Performed with flute, saxophone, piano, bass and drums on several occasions.
Highly syncopated opening section in 2/2 time focussed on saxophone energy, then blues-like improvisation leading to 12/8 section with higher calmer melody for flute with inner fast triplet feel on piano.
Calm ending as triplets change to quavers, and the opening is echoed in a slower tempo.
Originally Chicory was named the Egoist by Bach, with the soul lesson of becoming selfless through devotion to others. Later he described the Chicory person as over-full of care for others, correcting and needing family and friends close to them. But earlier he was more outspoken – Chicory people were possessive, self-centred, hard-natured, spiteful, vindictive and cruel.
The remedy, in addition to relieving any symptoms of this class of patient, stimulates sympathy with others, which is their lesson: hence turns their attention more from themselves, and so, out of sympathy for their victims, they cease their aggression; and may become of service to those they previously devitalised
Chicory flowers are an indicator, like a type of litmus, which changes colour according to the acid-alkali chemistry of the water. The flowers have a very short life, opening at around 8am and collapsing by noon.
Just as the flowers change colour so Chicory types change the way they behave according to the company they are in: charming and pleasant to a visitor they may be simultaneously heaping emotional garbage upon the family or friend who is out of favour. To understand the true nature of the Chicory type we may need to see then outside and away from their domestic environment. Bach noted this when observing that they want to love and bless the whole world but feel constrained by those nearest to them.
Chicory always asks the question: How do I feel? What are my concerns? We see this in the powerful domineering structure of the plant that thrusts others aside. The leaves and the stems are tough, while the flowers are as fine and delicate as could be. This is the contradiction of Chicory: it is changeable, fussy and contradictory. Chicory people know what is best for everyone, correcting and criticising those around them.

Task to complete – Carry the piece on Chicory forward from its last sentence, keeping its tone. The material that follows comes from a different source than the piece on Chicory.

Data listing –
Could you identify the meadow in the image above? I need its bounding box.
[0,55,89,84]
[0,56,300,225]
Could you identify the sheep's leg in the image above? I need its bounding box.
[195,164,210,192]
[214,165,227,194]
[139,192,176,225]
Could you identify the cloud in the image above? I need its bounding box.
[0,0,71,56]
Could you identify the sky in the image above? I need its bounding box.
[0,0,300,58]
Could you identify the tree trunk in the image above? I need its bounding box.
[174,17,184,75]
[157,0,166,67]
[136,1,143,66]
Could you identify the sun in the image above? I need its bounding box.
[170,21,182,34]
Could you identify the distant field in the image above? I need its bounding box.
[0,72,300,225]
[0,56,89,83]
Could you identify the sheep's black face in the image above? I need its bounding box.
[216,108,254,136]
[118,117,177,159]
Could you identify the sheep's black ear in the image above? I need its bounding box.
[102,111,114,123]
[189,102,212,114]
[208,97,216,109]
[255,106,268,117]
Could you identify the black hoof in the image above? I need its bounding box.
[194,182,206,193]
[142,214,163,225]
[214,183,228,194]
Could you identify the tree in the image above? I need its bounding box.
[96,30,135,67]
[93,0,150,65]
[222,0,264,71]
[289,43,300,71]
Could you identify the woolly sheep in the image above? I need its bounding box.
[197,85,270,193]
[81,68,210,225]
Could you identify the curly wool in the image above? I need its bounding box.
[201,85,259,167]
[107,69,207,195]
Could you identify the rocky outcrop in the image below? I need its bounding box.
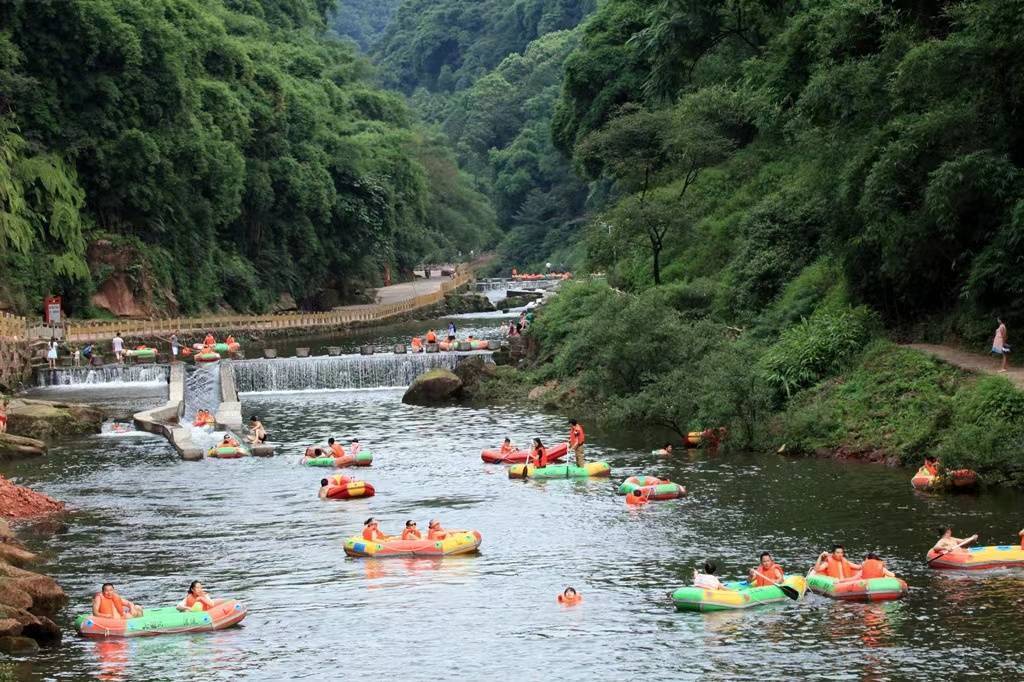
[0,433,46,460]
[0,518,68,654]
[401,369,462,406]
[7,398,103,442]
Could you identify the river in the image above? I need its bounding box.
[6,327,1024,680]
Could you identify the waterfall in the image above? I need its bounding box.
[36,365,170,386]
[182,363,220,417]
[231,353,460,393]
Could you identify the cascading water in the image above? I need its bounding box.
[36,365,170,387]
[231,353,460,393]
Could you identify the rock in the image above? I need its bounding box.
[0,636,39,655]
[0,433,46,460]
[7,398,103,442]
[401,369,462,406]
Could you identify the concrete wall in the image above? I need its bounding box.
[133,363,204,460]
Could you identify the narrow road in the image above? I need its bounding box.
[906,343,1024,389]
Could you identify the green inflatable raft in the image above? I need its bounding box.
[672,576,807,612]
[509,462,611,478]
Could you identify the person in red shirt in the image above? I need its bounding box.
[750,552,785,587]
[859,552,896,581]
[362,517,387,542]
[569,419,587,467]
[814,545,860,581]
[401,520,423,540]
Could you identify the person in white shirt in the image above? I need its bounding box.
[693,561,726,590]
[111,332,125,363]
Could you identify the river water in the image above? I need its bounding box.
[6,350,1024,680]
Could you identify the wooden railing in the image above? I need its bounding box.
[0,312,29,341]
[59,268,473,341]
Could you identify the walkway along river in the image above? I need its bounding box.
[9,323,1024,680]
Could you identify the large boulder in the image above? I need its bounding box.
[7,398,103,442]
[401,369,462,406]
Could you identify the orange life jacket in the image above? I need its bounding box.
[99,592,125,619]
[754,563,784,587]
[569,424,585,447]
[825,554,856,581]
[860,559,886,581]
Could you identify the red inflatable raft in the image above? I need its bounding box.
[480,442,569,464]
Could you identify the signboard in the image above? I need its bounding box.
[43,296,60,325]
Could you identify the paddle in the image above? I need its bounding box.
[754,568,800,601]
[925,536,978,566]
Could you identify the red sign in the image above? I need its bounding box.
[43,296,60,325]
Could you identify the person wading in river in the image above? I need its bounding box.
[569,419,587,468]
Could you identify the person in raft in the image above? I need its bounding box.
[92,583,143,621]
[748,552,785,587]
[569,419,587,467]
[693,560,725,590]
[427,518,447,540]
[932,525,978,554]
[558,587,583,605]
[626,487,650,507]
[857,552,896,581]
[175,581,220,611]
[327,438,345,458]
[813,545,860,581]
[246,415,266,445]
[529,438,548,469]
[362,516,388,541]
[992,317,1010,372]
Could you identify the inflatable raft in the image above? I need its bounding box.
[75,599,246,637]
[206,445,249,460]
[125,348,157,360]
[928,545,1024,570]
[618,476,686,500]
[672,576,807,612]
[327,480,377,500]
[300,451,374,469]
[807,573,908,601]
[345,530,482,558]
[480,442,569,464]
[509,462,611,478]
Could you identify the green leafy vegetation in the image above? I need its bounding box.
[0,0,497,314]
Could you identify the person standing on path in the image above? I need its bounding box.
[569,419,587,467]
[111,332,125,363]
[992,317,1010,372]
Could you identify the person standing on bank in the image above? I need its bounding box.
[569,419,587,467]
[111,332,125,363]
[992,317,1010,372]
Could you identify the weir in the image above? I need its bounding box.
[230,352,462,393]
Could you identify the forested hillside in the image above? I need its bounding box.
[0,0,497,315]
[373,0,597,271]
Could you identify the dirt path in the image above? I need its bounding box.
[906,343,1024,389]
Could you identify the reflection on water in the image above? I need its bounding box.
[4,390,1024,680]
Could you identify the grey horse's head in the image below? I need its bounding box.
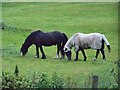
[64,45,72,60]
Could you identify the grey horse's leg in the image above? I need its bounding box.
[40,46,46,59]
[100,49,106,60]
[54,44,60,59]
[74,50,79,61]
[93,49,100,61]
[81,49,87,61]
[35,45,39,58]
[60,45,65,59]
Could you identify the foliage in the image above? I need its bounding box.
[2,2,118,88]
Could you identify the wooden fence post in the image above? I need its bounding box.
[92,76,98,90]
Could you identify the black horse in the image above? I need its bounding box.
[20,30,68,59]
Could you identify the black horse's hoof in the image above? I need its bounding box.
[74,59,78,61]
[34,55,39,58]
[41,56,46,59]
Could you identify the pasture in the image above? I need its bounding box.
[2,2,118,88]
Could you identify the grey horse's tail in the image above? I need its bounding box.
[102,35,111,52]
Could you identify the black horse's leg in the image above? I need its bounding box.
[81,49,87,61]
[40,46,46,59]
[74,50,79,61]
[54,44,60,59]
[35,45,39,58]
[93,49,100,61]
[100,49,106,61]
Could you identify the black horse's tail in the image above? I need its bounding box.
[61,33,68,58]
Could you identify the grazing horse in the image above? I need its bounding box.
[20,30,68,59]
[64,33,110,61]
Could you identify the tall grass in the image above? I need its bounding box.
[2,2,118,87]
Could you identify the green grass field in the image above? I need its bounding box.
[2,2,118,88]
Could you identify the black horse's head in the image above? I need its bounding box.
[20,44,28,56]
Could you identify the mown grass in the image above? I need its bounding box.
[2,2,118,87]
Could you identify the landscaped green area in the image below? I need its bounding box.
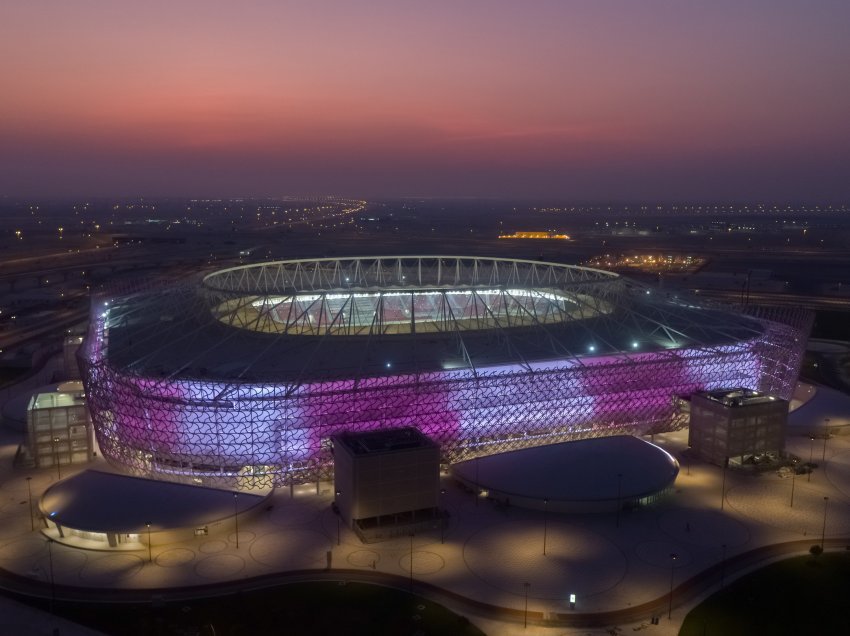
[46,582,483,636]
[679,552,850,636]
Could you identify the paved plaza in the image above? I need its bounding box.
[0,380,850,635]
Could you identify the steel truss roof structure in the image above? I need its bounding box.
[81,256,807,487]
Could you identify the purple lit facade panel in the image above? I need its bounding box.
[83,326,789,485]
[80,257,805,487]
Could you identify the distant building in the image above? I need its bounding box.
[62,336,83,380]
[27,382,95,468]
[688,388,788,465]
[499,232,570,241]
[332,427,440,540]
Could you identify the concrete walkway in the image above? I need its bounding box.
[0,380,850,636]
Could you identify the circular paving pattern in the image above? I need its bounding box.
[0,505,29,539]
[30,543,88,585]
[269,499,321,526]
[227,530,257,545]
[460,520,626,599]
[250,530,331,570]
[824,451,850,498]
[154,548,195,568]
[0,536,47,559]
[198,541,227,554]
[726,476,850,537]
[398,550,446,575]
[658,508,750,547]
[635,541,691,568]
[348,550,381,568]
[80,554,144,584]
[195,554,245,579]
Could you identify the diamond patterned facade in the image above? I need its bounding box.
[80,256,807,488]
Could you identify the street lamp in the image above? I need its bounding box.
[333,490,342,545]
[806,434,815,482]
[522,581,531,629]
[53,437,62,480]
[145,521,153,563]
[475,457,481,506]
[438,488,446,543]
[47,537,56,616]
[410,532,413,594]
[26,477,35,530]
[821,417,829,463]
[791,466,797,508]
[617,473,623,528]
[233,492,239,550]
[667,552,679,621]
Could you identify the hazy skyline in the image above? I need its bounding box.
[0,0,850,201]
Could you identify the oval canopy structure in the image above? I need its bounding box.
[451,435,679,512]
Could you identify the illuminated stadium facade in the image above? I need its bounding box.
[81,256,805,488]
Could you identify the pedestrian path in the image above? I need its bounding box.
[0,391,850,634]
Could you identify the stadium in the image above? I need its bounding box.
[80,256,805,488]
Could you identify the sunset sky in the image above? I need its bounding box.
[0,0,850,202]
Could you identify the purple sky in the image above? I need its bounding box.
[0,0,850,202]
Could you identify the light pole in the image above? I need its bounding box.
[806,434,815,482]
[53,437,62,480]
[333,490,342,545]
[522,581,531,629]
[410,532,413,594]
[47,537,56,616]
[233,492,239,550]
[667,552,679,621]
[145,521,153,563]
[617,473,623,528]
[821,417,829,464]
[26,477,35,530]
[791,466,797,508]
[439,488,446,543]
[475,457,481,506]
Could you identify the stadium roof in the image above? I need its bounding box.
[96,256,764,384]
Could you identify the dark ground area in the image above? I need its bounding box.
[679,552,850,636]
[18,582,483,636]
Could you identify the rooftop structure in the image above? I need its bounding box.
[688,388,788,465]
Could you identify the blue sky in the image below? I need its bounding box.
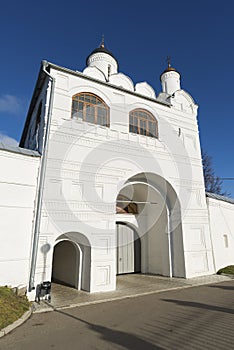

Task output –
The root stands for the past, the family and karma. The root can be seen as the place where experience from the metabolism of life is stored to supply the force for the future. The root is deeply attached to the earth and to the past. Chicory behaviour is often passed on to the next generations who become bound into a perpetual drama of restrictive relationships.
The seed reveals much about the remedy type. If the root speaks of the past, the seed speaks of the future. Chicory keeps its seeds hidden and in its own time, during the winter, drops then on to the ground, right at the feet of the mother plant. Chicory keeps the family close by. Chicory plants produce as many as 3,000 seeds.
Chicory people need to control others. The positive Chicory type gives love without restraint, freedom without binding ties of obligation and the blessing of celestial harmony from the celestial blue flowers. Chicory has one of the longest flowering periods of all Bach flowers, from June to October. As in the daily display of new flowers, Chicory people give and give and give. Love will always be there.
This account of this Bach Flower Remedy is based on the book Bach Flower Remedies : Form and Function by Julian Barnard.